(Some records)
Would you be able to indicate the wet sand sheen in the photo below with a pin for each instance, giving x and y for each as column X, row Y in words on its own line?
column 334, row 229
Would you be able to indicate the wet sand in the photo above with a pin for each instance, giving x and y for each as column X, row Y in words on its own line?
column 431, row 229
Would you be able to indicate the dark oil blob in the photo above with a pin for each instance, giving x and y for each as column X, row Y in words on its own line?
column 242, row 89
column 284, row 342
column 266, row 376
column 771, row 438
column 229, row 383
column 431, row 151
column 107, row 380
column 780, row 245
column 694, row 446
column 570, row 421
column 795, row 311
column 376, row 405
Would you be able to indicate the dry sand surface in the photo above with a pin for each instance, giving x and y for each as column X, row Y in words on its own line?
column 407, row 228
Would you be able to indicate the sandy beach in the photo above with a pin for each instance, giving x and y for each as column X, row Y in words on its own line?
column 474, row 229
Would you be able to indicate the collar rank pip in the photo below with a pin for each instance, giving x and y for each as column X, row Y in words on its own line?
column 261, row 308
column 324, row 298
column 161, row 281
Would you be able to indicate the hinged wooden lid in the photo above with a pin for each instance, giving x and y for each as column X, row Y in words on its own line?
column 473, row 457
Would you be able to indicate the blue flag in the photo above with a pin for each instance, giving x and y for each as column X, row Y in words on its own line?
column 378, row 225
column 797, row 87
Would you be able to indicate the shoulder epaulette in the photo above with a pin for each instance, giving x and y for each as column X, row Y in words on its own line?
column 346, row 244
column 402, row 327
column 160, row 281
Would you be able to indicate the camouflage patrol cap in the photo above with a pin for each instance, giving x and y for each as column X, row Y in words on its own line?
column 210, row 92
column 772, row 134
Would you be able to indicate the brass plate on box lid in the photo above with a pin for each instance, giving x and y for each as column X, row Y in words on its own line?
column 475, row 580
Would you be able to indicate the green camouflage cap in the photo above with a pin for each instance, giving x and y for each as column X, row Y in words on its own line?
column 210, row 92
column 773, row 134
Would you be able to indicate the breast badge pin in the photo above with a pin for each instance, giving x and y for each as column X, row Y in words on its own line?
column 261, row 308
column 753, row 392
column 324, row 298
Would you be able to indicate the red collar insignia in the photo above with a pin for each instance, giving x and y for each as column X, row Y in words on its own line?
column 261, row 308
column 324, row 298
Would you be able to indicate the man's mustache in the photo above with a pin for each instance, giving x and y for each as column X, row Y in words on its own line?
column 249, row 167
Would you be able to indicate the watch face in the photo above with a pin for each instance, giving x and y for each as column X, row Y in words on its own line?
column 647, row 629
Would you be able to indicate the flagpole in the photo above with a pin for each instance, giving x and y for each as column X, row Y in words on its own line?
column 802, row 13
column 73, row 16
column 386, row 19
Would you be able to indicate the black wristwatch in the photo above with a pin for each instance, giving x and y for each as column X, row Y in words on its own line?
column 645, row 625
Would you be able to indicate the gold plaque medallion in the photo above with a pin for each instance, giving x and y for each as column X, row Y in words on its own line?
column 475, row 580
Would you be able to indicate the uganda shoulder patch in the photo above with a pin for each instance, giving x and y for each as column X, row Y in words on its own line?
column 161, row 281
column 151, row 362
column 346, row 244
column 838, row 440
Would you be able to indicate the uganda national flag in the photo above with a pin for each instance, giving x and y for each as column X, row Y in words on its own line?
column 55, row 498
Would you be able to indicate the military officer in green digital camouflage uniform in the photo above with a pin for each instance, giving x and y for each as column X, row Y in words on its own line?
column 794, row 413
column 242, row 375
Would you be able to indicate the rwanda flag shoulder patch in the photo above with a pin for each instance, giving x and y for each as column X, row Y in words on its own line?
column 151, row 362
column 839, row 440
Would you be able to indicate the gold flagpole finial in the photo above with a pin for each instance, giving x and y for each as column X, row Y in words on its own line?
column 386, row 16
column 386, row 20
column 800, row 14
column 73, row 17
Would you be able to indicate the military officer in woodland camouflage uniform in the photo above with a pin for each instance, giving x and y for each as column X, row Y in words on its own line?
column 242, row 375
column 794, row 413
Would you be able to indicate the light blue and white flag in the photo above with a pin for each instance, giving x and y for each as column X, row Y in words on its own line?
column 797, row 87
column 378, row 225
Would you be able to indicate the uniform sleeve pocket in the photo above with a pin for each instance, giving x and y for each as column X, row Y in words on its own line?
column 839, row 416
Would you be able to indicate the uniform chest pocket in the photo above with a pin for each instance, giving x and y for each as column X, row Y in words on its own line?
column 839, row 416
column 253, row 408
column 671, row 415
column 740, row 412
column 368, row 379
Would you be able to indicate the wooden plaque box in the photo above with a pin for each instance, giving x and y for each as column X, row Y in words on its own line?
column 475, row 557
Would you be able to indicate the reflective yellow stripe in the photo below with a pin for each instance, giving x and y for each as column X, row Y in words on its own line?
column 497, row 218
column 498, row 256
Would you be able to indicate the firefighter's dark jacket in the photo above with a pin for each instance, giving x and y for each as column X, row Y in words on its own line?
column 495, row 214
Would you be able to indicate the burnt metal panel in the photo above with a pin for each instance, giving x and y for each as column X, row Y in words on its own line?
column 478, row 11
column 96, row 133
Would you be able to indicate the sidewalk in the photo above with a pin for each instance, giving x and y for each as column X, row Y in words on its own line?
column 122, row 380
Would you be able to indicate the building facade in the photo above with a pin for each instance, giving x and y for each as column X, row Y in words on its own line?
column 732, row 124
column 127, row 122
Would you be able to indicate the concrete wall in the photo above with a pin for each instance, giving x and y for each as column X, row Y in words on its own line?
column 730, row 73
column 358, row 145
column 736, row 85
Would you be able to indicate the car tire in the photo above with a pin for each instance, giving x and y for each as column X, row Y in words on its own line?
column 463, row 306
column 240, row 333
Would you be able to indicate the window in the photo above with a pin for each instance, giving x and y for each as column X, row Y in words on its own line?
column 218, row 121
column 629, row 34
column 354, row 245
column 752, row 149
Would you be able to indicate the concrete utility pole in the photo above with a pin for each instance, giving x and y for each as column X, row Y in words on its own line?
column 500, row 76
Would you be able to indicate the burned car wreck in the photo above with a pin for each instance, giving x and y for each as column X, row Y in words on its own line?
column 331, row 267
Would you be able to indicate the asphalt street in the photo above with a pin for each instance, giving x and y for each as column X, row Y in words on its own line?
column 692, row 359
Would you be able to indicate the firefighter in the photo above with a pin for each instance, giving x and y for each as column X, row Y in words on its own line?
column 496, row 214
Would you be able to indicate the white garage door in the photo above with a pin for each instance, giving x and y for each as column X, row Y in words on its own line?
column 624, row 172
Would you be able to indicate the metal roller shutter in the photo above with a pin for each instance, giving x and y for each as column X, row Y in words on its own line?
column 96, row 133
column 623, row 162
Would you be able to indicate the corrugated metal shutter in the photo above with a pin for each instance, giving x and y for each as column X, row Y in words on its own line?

Directive | Return all of the data above word for word, keeping every line in the same order and changing nothing.

Response |
Would you be able to indicate the wet sand sheen in the photo below with a pin for each instance, giving x and y for each as column X, row Y in words on its own line?
column 334, row 229
Would you be able to indicate the wet sand in the photo above with a pin for each instance, giving x and y for each as column X, row Y in words on its own line?
column 431, row 229
Would you be able to indicate the dark oil blob in the photo above with a pin for each instance, giving x and y for each as column X, row Y in words on its own line?
column 242, row 89
column 284, row 342
column 266, row 376
column 771, row 438
column 229, row 383
column 431, row 151
column 107, row 380
column 780, row 245
column 694, row 446
column 570, row 421
column 795, row 311
column 376, row 405
Would you be able to indicate the dry sand surface in the photo above with a pin for each instance, giving x and y for each as column X, row Y in words on its own line?
column 407, row 228
Would you be able to indicate the sandy beach in the photo above with a pin for each instance, giving x and y for each as column X, row Y in words on its own line?
column 474, row 229
Would you be able to indicate the collar rank pip in the photo below with a pin for each instance, giving x and y for each as column X, row Y in words on its own line?
column 261, row 308
column 324, row 298
column 161, row 281
Would you be able to indicate the hinged wooden lid in the photo above with a pin for each instance, giving x and y for each as column X, row Y in words on its own line?
column 473, row 457
Would you be able to indicate the blue flag in the photo above with a pin for each instance, giving x and y for each as column X, row Y in words on its own line?
column 378, row 225
column 797, row 87
Would you be able to indicate the shoulder epaulette in the photo above with a pin for each instance, giving x and y for each as column X, row Y in words on its own line?
column 346, row 244
column 402, row 327
column 160, row 281
Would you be able to indicate the camouflage patrol cap in the photo above with a pin for each instance, giving x and y for each as column X, row Y in words on its own line?
column 210, row 92
column 772, row 134
Would you be able to indicate the brass plate on box lid in the photo above with a pin for each instance, giving x and y for each as column X, row Y in words on its own line?
column 475, row 580
Would you be able to indicate the green camouflage cap in the photo above with a pin for each instance, giving x and y for each as column X, row Y in words on its own line?
column 210, row 92
column 773, row 134
Would you be able to indicate the breast badge pin in the photo above with a pin for each instance, giving x and y for each as column X, row Y in words on its own line?
column 261, row 308
column 753, row 392
column 324, row 298
Would you be able to indicate the red collar insignia in the photo above with a pin for each instance, giving x and y for each as column X, row Y in words on its own line?
column 261, row 308
column 324, row 298
Would you be able to indicate the man's mustache in the photo above with a pin for each instance, giving x and y for each as column X, row Y in words on its own line?
column 249, row 167
Would you be able to indicate the watch face in the photo above with a pin for each instance, giving x and y for each as column X, row Y in words on its own line?
column 647, row 629
Would you be able to indicate the flagpole in the photo above with a pin for each instance, giving x and y for each as column X, row Y in words on its own line?
column 802, row 13
column 73, row 16
column 386, row 19
Would you be able to indicate the black wristwatch in the photo above with a pin for each instance, giving x and y for each as column X, row Y in words on its own line?
column 645, row 625
Would you be able to indicate the gold plaque medallion in the photo above with a pin for each instance, giving x and y for each as column X, row Y in words on its own line?
column 475, row 580
Would you be able to indicate the uganda shoulder patch in the photo above with a pin for each instance, giving x and y for each as column X, row Y in words on its own line?
column 161, row 281
column 151, row 362
column 346, row 244
column 838, row 440
Would you be able to indicate the uganda national flag in the photo above with a pin for each instance, giving x and y for each as column X, row Y in words on its own line?
column 55, row 498
Would you be able to indicate the military officer in green digital camouflage uniform in the photo above with a pin for each instance, giving x and y for each as column X, row Y in words on its own line?
column 794, row 413
column 242, row 375
Would you be able to indicate the rwanda flag shoulder patch in the photo above with a pin for each instance, giving x and y for each as column X, row Y in words on its own line?
column 151, row 362
column 839, row 440
Would you be able to indicate the gold flagpole finial in the photo above with a pin for each instance, giving x and y for each as column X, row Y in words on its own line?
column 386, row 16
column 386, row 20
column 800, row 14
column 73, row 17
Would you be able to indicate the military officer in woodland camouflage uniform in the photo above with a pin for each instance, giving x and y for each as column X, row Y in words on its own line?
column 242, row 375
column 794, row 413
Would you be able to indicate the light blue and white flag in the photo above with a pin for each instance, giving x and y for each as column X, row Y in words on its own line?
column 797, row 87
column 378, row 225
Would you be able to indicate the uniform sleeve pocket in the photo above with a pin for each instance, giving x and y for each as column X, row Y in words on its own line?
column 839, row 416
Would you be able to indicate the uniform chest pocket in the photo above with a pin for each instance, giving x and y for each as column X, row Y in words on its own line?
column 839, row 416
column 253, row 408
column 671, row 415
column 740, row 412
column 368, row 379
Would you be able to indicate the wooden plaque box in the photo above with a pin for each instance, giving x and y for each as column X, row Y in words on its own line?
column 475, row 557
Would you be able to indicate the reflective yellow stripe in the photo below with a pin for each instance, giving x and y for each as column X, row Y in words on its own line?
column 497, row 218
column 498, row 256
Would you be able to indicate the firefighter's dark jacket in the photo above with a pin for each instance, giving x and y for each as column X, row Y in words on its own line?
column 495, row 214
Would you be able to indicate the burnt metal panel in the photo above with a pin for each instance, giving x and y for each as column X, row Y in words on its own line?
column 478, row 11
column 96, row 133
Would you be able to indicate the sidewalk in the photo above with a pin for each instance, giving x and y for each as column X, row Y in words on its own line?
column 122, row 380
Would you be able to indicate the building facade in the photo above with a pin for each instance, giving x and y for each as column X, row Y in words on its own line?
column 732, row 124
column 127, row 122
Would you be able to indicate the concrete wall in the photo above with a pin for each instance, giving x and y for each as column X, row Y in words on its own line?
column 730, row 73
column 358, row 145
column 736, row 85
Would you be able to indicate the car tire in the photo above with a pin for each instance, giving x and y for each as column X, row Y in words on its own line?
column 463, row 306
column 240, row 333
Would you be able to indicate the window in the photo above with a pin for each instance, giving x and y for each as column X, row Y in words on its own line?
column 218, row 121
column 629, row 34
column 354, row 245
column 752, row 149
Would you be able to indicate the concrete utility pole in the photo above with a pin for each instance, giving x and y for each as column X, row Y in words on its own line?
column 500, row 76
Would you be able to indicate the burned car wreck in the photo above with a pin for each instance, giving x and y for each as column X, row Y in words on its own line?
column 331, row 267
Would you be able to indicate the asphalt street in the photo above with a pin for each instance, giving x and y for each as column X, row Y in words on its own line?
column 692, row 359
Would you be able to indicate the firefighter in the photo above with a pin for each instance, giving x and y for each as column X, row Y in words on its own line?
column 496, row 214
Would you be able to indicate the white garage door in the photo above with a pin for each instance, giving x and y for each as column X, row Y in words on its own line?
column 624, row 172
Would you be able to indicate the metal roller shutter in the photo above with a pin for each instance, giving x and y for each as column X, row Y in words on its own line?
column 96, row 133
column 623, row 162
Would you be able to indicate the corrugated metal shutter in the photo above with a pin for each instance, giving x and y for each as column X, row Y in words on its own line?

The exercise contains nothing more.